* _INSTRUCTION_
Return each line of the data that contains the string "clicks". Matching is case-sensitive.
### PROVIDED DATA
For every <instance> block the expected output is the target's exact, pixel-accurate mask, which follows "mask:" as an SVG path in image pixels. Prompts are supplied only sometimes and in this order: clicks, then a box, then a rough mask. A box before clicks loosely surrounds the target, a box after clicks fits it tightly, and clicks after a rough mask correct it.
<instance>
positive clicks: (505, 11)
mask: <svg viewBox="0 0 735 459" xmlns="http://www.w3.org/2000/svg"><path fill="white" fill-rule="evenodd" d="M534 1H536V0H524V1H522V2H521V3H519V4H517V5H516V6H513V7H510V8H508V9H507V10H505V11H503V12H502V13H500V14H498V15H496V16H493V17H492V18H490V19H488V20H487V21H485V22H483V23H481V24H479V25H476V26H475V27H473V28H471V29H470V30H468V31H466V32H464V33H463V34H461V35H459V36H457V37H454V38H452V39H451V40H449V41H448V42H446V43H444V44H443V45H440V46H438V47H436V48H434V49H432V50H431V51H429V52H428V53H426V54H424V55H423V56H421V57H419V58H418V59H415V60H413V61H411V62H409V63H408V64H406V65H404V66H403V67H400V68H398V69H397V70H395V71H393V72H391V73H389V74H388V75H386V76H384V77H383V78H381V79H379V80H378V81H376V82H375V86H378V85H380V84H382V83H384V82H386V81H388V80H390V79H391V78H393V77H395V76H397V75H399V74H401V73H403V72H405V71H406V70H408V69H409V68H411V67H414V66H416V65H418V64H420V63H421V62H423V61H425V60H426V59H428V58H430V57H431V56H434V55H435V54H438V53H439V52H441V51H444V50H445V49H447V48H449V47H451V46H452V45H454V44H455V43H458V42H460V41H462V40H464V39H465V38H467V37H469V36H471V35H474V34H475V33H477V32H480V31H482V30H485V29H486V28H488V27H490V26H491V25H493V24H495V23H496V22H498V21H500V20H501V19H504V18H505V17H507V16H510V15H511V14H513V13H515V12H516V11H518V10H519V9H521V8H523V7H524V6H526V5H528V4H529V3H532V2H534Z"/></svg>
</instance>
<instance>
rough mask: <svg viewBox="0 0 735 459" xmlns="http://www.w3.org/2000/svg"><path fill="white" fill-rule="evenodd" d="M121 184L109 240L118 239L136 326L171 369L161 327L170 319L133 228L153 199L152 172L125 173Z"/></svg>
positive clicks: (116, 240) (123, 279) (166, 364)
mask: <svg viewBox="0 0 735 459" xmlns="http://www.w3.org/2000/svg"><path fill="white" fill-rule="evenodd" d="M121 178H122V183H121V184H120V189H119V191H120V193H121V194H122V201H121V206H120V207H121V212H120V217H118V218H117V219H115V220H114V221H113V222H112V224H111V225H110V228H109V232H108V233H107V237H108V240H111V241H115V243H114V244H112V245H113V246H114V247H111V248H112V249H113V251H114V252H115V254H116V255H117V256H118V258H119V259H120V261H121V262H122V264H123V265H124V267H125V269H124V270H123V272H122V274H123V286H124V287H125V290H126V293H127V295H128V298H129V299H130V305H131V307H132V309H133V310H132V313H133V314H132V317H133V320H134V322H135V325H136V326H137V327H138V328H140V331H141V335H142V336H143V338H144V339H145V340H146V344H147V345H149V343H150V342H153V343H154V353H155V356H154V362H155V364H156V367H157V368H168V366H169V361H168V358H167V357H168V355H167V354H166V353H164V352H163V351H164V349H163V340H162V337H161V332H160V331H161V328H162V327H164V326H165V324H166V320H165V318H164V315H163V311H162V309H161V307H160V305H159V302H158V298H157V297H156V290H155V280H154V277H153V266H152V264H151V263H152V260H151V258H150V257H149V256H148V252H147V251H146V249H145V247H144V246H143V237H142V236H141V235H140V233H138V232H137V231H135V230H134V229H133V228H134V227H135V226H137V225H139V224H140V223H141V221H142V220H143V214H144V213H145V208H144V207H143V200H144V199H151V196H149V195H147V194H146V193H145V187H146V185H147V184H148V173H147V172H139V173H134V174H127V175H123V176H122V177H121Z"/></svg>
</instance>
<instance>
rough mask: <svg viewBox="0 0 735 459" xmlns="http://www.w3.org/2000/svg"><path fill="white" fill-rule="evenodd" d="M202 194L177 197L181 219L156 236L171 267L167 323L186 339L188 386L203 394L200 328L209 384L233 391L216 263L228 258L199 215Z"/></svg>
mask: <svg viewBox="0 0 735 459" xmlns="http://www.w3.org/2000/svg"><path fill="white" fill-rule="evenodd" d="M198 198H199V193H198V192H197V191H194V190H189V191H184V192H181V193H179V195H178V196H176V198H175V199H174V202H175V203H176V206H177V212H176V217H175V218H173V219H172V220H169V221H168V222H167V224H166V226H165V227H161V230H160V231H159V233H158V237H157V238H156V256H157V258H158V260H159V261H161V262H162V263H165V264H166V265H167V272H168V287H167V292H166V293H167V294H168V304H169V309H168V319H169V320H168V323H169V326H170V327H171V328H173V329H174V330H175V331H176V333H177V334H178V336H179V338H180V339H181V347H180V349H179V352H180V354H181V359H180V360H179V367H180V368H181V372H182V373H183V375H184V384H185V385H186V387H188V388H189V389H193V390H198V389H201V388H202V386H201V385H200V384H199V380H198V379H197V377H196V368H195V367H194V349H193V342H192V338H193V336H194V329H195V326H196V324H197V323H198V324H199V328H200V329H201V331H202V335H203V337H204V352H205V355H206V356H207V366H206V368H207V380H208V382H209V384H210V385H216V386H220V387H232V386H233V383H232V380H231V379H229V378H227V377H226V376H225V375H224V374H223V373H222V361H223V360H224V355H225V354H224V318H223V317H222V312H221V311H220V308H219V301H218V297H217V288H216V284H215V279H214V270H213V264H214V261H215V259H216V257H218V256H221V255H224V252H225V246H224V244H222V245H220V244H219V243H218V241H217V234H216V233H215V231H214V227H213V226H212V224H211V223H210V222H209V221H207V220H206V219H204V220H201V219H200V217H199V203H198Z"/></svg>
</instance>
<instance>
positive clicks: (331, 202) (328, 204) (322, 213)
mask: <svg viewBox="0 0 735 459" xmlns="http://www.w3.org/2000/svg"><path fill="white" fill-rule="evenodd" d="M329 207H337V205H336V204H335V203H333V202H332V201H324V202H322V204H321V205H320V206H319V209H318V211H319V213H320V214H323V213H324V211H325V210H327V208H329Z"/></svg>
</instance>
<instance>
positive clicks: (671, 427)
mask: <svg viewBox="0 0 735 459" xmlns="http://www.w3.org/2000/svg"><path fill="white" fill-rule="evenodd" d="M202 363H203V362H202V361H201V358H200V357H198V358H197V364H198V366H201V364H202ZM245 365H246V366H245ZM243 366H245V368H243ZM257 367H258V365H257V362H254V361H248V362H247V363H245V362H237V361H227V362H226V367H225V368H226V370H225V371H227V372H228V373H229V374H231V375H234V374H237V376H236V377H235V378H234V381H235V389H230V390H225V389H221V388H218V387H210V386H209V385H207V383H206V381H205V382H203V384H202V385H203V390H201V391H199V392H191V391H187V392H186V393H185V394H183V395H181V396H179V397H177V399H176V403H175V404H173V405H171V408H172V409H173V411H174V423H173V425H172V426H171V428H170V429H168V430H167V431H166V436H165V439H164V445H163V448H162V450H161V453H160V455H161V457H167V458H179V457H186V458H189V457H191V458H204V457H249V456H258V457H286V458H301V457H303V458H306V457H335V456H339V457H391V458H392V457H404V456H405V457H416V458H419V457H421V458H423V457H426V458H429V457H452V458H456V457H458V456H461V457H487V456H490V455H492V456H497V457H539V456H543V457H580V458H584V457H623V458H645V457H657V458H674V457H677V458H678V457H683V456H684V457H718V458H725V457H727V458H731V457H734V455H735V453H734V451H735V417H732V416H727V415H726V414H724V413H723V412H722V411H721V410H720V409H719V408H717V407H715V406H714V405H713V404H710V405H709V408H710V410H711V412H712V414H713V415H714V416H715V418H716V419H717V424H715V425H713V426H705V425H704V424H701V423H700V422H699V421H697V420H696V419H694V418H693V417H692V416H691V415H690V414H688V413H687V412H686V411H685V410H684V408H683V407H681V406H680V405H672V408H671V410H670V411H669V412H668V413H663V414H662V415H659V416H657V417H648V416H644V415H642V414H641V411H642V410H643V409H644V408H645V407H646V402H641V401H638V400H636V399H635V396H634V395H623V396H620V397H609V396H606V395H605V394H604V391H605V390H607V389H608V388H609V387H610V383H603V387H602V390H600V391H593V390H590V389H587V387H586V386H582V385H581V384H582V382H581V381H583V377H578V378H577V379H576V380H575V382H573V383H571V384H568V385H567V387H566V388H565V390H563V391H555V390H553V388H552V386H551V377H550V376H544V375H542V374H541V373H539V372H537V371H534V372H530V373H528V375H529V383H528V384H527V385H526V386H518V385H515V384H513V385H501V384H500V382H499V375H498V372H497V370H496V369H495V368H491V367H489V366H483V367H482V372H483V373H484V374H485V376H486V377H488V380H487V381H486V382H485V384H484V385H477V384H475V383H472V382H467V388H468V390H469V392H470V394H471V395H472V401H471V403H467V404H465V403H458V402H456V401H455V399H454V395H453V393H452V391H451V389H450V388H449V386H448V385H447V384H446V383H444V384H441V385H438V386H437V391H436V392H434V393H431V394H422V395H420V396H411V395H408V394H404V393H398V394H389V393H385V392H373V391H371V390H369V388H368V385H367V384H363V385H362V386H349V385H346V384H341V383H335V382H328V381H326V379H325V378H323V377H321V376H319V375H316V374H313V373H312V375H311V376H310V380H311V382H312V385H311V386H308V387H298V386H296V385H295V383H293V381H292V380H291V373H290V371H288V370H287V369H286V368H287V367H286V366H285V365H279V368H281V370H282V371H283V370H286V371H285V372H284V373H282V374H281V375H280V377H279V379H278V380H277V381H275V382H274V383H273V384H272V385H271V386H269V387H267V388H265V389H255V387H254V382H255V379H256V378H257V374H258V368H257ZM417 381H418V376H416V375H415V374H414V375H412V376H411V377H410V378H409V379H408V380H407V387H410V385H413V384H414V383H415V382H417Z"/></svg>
######
* _PROBLEM SOLUTION_
For every <instance> block the expected output is the target's exact, pixel-accurate mask, which follows "mask:" as an SVG path in image pixels. Prompts are supplied only sometimes and in this order: clicks, then a box, then a rough mask. A box before clicks loosely surrounds the target, a box after clicks fits it tightly, and clicks after a rough mask correct it.
positive clicks: (505, 11)
positive clicks: (116, 240) (123, 279) (166, 364)
positive clicks: (331, 202) (328, 204) (322, 213)
positive clicks: (671, 427)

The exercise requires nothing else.